What is required. Collect every line of the rows below that contains the string "landing", and copy each one out. Case counts.

Dataset excerpts on pointing at objects
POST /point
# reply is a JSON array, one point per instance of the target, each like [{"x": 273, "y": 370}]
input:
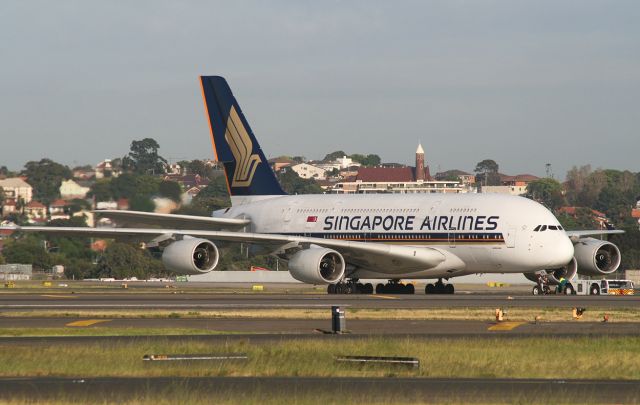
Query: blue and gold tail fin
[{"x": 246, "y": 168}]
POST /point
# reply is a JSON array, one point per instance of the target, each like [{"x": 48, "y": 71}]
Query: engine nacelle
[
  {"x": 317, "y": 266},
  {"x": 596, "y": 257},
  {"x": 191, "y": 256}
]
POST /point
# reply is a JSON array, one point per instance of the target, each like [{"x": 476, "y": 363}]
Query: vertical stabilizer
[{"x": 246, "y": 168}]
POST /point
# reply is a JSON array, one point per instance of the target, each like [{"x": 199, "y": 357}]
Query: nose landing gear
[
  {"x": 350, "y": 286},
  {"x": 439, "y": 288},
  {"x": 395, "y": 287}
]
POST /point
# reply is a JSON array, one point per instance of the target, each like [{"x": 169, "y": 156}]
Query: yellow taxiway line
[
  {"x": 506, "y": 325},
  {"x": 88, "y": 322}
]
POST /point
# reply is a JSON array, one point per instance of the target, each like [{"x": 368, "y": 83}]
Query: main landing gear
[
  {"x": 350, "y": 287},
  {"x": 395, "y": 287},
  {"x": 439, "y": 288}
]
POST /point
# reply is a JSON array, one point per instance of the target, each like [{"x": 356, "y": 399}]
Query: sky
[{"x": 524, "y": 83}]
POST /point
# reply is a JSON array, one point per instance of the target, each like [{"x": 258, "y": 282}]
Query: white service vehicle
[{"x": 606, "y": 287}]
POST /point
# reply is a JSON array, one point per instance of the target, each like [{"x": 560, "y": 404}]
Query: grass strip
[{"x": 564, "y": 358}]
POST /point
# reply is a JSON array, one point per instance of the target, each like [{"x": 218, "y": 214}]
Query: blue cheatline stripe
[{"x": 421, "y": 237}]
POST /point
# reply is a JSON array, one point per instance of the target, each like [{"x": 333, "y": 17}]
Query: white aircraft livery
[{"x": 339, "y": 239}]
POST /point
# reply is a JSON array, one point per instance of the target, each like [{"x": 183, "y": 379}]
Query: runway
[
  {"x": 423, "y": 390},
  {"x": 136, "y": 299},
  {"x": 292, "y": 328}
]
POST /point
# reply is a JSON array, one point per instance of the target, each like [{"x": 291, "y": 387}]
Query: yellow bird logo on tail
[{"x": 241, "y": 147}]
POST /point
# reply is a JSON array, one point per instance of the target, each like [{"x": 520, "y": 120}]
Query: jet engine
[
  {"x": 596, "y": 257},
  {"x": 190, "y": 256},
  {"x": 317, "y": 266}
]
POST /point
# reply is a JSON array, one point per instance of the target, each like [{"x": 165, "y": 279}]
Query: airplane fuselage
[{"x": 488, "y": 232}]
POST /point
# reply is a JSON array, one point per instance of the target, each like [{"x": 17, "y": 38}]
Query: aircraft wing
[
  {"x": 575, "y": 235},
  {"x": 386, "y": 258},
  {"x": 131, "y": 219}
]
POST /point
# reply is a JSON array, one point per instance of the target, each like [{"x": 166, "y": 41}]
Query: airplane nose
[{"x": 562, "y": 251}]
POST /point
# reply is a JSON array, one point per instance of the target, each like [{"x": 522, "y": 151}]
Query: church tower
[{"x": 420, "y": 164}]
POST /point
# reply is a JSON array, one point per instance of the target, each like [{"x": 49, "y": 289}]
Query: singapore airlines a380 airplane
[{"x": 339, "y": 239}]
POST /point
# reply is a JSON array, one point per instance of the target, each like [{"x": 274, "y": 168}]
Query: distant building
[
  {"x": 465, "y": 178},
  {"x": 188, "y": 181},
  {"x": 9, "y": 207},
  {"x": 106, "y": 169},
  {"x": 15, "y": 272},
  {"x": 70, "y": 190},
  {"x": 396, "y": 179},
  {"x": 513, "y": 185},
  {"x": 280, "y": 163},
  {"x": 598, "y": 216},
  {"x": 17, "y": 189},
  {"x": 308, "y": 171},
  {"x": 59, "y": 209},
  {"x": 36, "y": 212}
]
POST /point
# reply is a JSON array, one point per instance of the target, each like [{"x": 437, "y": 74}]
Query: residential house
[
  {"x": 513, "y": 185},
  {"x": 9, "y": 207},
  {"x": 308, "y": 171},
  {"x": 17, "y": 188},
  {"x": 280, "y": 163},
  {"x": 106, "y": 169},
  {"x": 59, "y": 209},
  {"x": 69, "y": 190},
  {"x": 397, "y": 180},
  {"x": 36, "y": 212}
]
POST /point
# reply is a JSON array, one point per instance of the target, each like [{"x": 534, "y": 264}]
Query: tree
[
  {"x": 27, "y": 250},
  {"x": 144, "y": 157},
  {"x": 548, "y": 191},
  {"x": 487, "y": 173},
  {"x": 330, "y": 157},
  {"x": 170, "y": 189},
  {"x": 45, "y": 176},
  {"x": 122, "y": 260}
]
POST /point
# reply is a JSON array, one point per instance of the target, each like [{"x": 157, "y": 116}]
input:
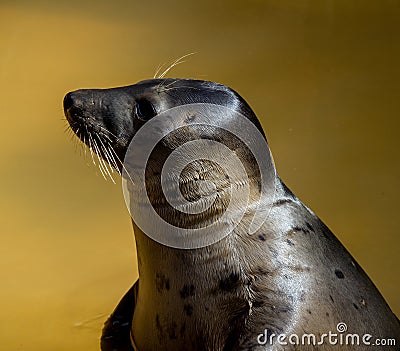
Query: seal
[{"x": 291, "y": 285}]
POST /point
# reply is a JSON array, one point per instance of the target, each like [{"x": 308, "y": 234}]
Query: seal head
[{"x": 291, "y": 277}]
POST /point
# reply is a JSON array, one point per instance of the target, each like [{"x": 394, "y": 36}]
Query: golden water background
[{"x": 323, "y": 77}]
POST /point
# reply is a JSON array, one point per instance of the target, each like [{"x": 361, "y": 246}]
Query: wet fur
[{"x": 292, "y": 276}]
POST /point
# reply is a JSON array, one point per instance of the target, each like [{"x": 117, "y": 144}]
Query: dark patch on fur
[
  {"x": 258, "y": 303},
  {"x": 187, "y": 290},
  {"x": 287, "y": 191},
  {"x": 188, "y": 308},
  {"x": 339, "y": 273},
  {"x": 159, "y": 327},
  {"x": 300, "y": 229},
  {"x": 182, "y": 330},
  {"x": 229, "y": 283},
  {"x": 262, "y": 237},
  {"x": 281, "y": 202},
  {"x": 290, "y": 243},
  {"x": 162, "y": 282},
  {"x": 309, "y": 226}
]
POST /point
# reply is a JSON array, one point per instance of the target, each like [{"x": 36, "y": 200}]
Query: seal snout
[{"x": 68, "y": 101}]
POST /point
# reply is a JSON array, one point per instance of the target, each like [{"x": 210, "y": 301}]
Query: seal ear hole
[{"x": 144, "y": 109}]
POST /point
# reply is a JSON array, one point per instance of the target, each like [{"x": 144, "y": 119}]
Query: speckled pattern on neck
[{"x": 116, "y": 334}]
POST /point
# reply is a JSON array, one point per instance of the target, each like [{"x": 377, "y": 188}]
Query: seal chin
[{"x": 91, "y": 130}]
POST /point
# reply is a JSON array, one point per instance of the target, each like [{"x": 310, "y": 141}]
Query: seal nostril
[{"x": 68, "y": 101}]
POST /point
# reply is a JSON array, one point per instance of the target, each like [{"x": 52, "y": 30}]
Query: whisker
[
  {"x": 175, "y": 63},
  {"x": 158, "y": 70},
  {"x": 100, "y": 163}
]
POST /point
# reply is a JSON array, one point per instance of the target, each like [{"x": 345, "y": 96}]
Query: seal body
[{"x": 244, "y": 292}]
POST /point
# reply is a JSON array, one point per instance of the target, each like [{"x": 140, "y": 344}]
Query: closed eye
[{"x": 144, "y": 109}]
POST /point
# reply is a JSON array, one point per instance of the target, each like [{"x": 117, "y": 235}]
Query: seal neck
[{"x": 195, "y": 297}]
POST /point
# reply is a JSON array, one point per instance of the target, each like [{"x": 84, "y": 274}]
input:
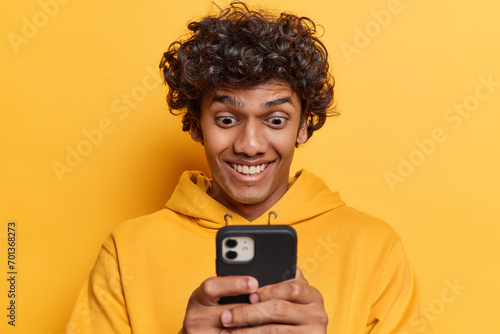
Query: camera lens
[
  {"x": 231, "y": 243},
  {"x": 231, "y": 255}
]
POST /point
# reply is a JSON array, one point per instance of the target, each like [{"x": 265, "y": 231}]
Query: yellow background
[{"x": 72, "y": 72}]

Answer to the problem.
Query: nose landing gear
Query: main landing gear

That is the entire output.